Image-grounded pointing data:
====

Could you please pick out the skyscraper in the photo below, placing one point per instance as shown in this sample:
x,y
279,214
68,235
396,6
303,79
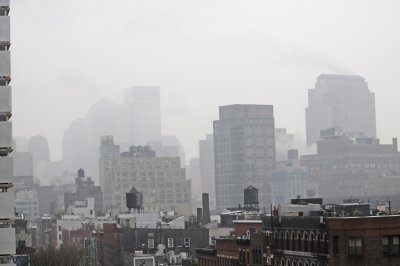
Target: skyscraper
x,y
244,153
340,101
207,170
145,120
7,198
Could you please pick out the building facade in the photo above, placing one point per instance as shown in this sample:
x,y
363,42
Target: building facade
x,y
145,114
161,179
244,153
345,165
291,180
7,197
340,101
207,170
85,188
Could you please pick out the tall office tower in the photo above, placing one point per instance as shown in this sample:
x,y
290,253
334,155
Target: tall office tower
x,y
346,165
340,101
39,148
244,153
7,198
145,120
207,171
75,146
161,179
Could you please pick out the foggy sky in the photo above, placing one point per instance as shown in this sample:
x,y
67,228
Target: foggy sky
x,y
66,55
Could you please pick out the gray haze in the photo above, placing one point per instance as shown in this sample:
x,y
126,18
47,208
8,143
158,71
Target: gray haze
x,y
69,54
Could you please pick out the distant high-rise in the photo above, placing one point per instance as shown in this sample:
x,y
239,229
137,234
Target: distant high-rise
x,y
207,170
244,153
7,196
340,101
144,108
75,146
39,148
162,180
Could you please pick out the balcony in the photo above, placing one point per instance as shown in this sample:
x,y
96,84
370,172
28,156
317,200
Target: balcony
x,y
5,138
5,30
7,205
5,64
7,241
6,169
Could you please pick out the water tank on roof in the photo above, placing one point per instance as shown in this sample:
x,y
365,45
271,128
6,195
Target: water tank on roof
x,y
251,197
134,199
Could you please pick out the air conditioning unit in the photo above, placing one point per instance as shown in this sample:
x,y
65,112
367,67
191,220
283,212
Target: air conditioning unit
x,y
5,102
5,64
5,138
6,169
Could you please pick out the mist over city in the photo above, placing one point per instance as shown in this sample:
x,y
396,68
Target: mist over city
x,y
199,133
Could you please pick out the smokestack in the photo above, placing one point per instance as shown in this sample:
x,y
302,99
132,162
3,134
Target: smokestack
x,y
200,215
206,208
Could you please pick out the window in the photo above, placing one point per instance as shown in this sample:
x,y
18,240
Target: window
x,y
186,242
335,245
170,242
150,243
390,245
355,247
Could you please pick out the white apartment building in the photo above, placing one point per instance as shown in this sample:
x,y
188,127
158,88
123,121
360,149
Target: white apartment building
x,y
7,198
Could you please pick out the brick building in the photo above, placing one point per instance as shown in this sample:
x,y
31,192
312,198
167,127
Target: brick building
x,y
364,241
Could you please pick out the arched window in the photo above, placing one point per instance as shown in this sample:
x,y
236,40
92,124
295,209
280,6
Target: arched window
x,y
299,242
312,243
293,247
318,240
305,242
287,241
325,244
275,239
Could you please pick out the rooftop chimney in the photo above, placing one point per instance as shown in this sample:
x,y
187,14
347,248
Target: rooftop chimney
x,y
206,208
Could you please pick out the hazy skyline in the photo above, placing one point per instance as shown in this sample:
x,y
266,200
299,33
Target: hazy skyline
x,y
67,55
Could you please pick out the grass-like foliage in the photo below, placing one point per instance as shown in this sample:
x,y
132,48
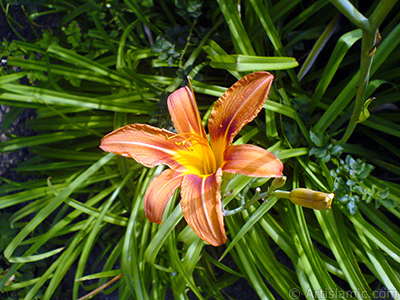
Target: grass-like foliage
x,y
332,118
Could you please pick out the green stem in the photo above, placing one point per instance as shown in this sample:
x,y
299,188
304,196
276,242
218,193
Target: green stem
x,y
351,13
380,12
368,42
369,29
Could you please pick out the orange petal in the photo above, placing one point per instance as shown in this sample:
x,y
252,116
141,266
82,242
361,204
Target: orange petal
x,y
252,161
239,105
202,208
184,112
148,145
159,193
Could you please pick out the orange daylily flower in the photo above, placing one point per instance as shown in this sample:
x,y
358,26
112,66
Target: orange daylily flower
x,y
195,163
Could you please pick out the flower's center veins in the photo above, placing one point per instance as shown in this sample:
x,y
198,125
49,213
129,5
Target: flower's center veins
x,y
196,155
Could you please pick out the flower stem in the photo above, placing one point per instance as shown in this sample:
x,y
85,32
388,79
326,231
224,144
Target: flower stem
x,y
369,29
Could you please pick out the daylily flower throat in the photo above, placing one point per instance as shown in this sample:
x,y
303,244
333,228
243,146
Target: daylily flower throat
x,y
200,158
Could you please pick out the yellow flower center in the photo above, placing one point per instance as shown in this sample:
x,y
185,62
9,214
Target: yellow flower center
x,y
196,155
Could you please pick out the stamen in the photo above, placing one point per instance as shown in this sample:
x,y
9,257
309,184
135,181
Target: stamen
x,y
206,155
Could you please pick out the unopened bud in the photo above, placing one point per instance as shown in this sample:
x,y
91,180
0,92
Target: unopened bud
x,y
277,183
311,199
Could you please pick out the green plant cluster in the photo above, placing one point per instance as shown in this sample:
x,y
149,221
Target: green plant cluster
x,y
77,227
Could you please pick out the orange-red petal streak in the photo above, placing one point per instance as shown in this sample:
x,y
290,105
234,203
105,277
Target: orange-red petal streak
x,y
202,208
184,112
149,146
238,106
159,193
251,161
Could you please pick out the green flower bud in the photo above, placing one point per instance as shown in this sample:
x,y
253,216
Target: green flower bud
x,y
311,199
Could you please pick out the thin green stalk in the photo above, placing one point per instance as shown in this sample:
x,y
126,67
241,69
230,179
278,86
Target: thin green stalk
x,y
369,29
351,13
368,43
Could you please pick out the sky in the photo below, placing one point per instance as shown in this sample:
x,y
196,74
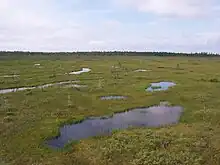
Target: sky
x,y
109,25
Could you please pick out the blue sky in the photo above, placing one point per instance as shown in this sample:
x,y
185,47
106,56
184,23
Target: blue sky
x,y
85,25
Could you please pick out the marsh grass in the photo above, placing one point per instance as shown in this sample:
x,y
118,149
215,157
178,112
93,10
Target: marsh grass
x,y
28,119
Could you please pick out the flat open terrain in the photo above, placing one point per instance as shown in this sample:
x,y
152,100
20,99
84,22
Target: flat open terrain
x,y
28,118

====

- **Activity**
Give every entry again as it is, dropping its pictures.

- **Problem solution**
Could you please pick out the skyscraper in the photo below, placing one point per instance as shown in this sample:
x,y
279,214
68,235
396,6
303,79
Target: skyscraper
x,y
244,153
340,101
207,170
145,120
7,198
Could you please pick out the building facade in the photo above, placing one point per instance as shown in this sample:
x,y
363,42
Target: building facade
x,y
145,114
161,179
244,153
345,165
291,180
7,197
340,101
207,170
85,188
Could you please pick out the tall office tower in the photo above, placing one point per instance as shown in this sample:
x,y
290,253
334,155
Target: tall office tower
x,y
346,165
340,101
39,148
244,153
7,198
145,120
207,171
75,146
161,179
Could you please pick out the foggy sky in the photo above, placing one point per instance as shown in this sample:
x,y
67,228
Target: foggy sky
x,y
66,55
Could you please pick out the gray haze in the photo above, placing one point per instance as shown in this sample:
x,y
126,18
47,208
8,143
158,71
Target: gray haze
x,y
69,54
Could you please pick out the distant high-rise in the photo above, placing one point per instance as shown in this sample:
x,y
239,229
137,234
Target: distant high-rise
x,y
207,170
244,153
7,196
340,101
144,108
75,146
39,148
162,180
Could you please pick out the balcony in the photo above, placing one point per instance as shown in this sample:
x,y
96,84
370,172
28,156
317,200
Target: balcony
x,y
5,138
5,30
7,205
5,64
7,241
6,169
Could you please pick out the water tank on roof in the photo above, placing one point per instance as shown in this sample:
x,y
365,45
271,128
6,195
Target: water tank on roof
x,y
251,197
134,199
Could you please pick out the air conditioning unit in the photo above, placing one point per instance as shown in this sample:
x,y
65,112
367,67
191,220
283,212
Target: air conditioning unit
x,y
5,102
5,64
5,138
6,169
Could you please pick out the mist over city in the photo above, placing one point per instance as shown in this sample:
x,y
396,68
Target: mist over city
x,y
199,133
Could you please pick out the smokestack in the photo above, placing one point per instance as shown in this sample:
x,y
302,99
132,162
3,134
Target: smokestack
x,y
200,215
206,208
Could you please pick out the window in the photo above, placing one point per instance as shown in this sample:
x,y
18,240
Target: window
x,y
186,242
335,245
170,242
150,243
390,245
355,247
Could you please pick out the white apartment building in the photo above, placing one point per instance as shown in this sample:
x,y
188,127
158,88
123,121
360,149
Target: white apartment building
x,y
7,198
Could you please pick out the brick building in the photo above, placing one point per instance as shown in this sample:
x,y
31,192
312,198
167,127
Target: brick building
x,y
364,241
Could you please pick out the arched window in the photo above, placing one point per instance as shown in this sample:
x,y
236,40
92,124
295,209
280,6
Target: arched window
x,y
299,242
312,243
293,247
318,240
305,242
287,241
325,244
275,239
Could you please pick out the rooftop chimney in the photo above, placing one point per instance as shown in this sample:
x,y
187,14
347,248
Target: rooftop chimney
x,y
206,208
Could you please pick out the hazy skyline in the photo above, placing one point per instance as shown in this sample:
x,y
266,200
299,33
Target: hazy skyline
x,y
67,55
Could you please pick out the grass-like foliage in the photo below, placing one point per instance as shown in this sample:
x,y
132,48
Target: grass-like foliage
x,y
332,118
Could you please pick out the green stem in the photo above, placing one point per instance as shown in this sample:
x,y
299,188
304,196
276,242
218,193
Target: green stem
x,y
351,13
380,12
368,42
369,29
Could you please pick out the orange petal in the photo above, placing one point per instance as shown in this sample:
x,y
252,116
141,266
82,242
361,204
Target: orange petal
x,y
252,161
239,105
202,208
184,112
148,145
159,193
Could you please pick out the orange daylily flower in the photo above, placing one point per instance as shown in this sample:
x,y
358,26
112,66
Target: orange daylily flower
x,y
195,163
Could you please pick out the flower's center veins in the photo above, placing one point per instance as shown in this sample:
x,y
198,125
49,213
129,5
Target: flower's center veins
x,y
196,155
Could you please pick out the flower stem in the photo above, placing one point per instance as shown in this sample:
x,y
85,32
388,79
326,231
224,144
Target: flower stem
x,y
369,29
Could you please pick out the daylily flower throat in the photo above, placing one point per instance as shown in this sample:
x,y
303,244
333,228
243,146
Target: daylily flower throat
x,y
200,158
Could you please pick out the yellow flower center in the photo above, placing one point per instance as shown in this sample:
x,y
185,62
9,214
Target: yellow flower center
x,y
196,155
Could you please pick out the stamen in the photo above, placing one point per instance as shown in this sample:
x,y
9,257
309,184
135,181
Target: stamen
x,y
206,155
Could you please pick out the unopened bud in the photo above, placing one point per instance as shown in this sample:
x,y
91,180
0,92
Target: unopened bud
x,y
277,183
311,199
Could you please pick out the green plant cluster in the photo above, placing one point per instance as shown in this sample:
x,y
149,221
Target: green plant cluster
x,y
77,227
Could you please pick out the orange-red petal streak in the photo above, placing one point per instance as shown in this sample:
x,y
290,105
234,203
105,277
Target: orange-red petal streak
x,y
202,208
184,112
149,146
238,106
159,193
251,161
Could you please pick out the green flower bud in the photo above, placing one point per instance as shown in this sample:
x,y
253,216
Target: green flower bud
x,y
311,199
Could you please pick out the thin green stalk in the photo above, placing one point per instance as shown in this sample:
x,y
126,67
241,69
230,179
278,86
Target: thin green stalk
x,y
369,29
351,13
368,43
Could you please pick out the sky in the photo below, placing one point per instance as shown in this sample:
x,y
196,74
Target: sky
x,y
109,25
Could you please pick out the blue sky in the photo above, placing one point per instance as shown in this sample:
x,y
185,47
106,56
184,23
Target: blue sky
x,y
85,25
Could you please pick out the marsh grass in the photo above, placing one point per instance as shown in this sample:
x,y
118,149
215,157
178,112
93,10
Target: marsh grass
x,y
28,119
Could you please pick out the flat open terrain in the photo above, placing one point per instance as shown in this sample:
x,y
152,100
20,99
84,22
Target: flat open terrain
x,y
28,118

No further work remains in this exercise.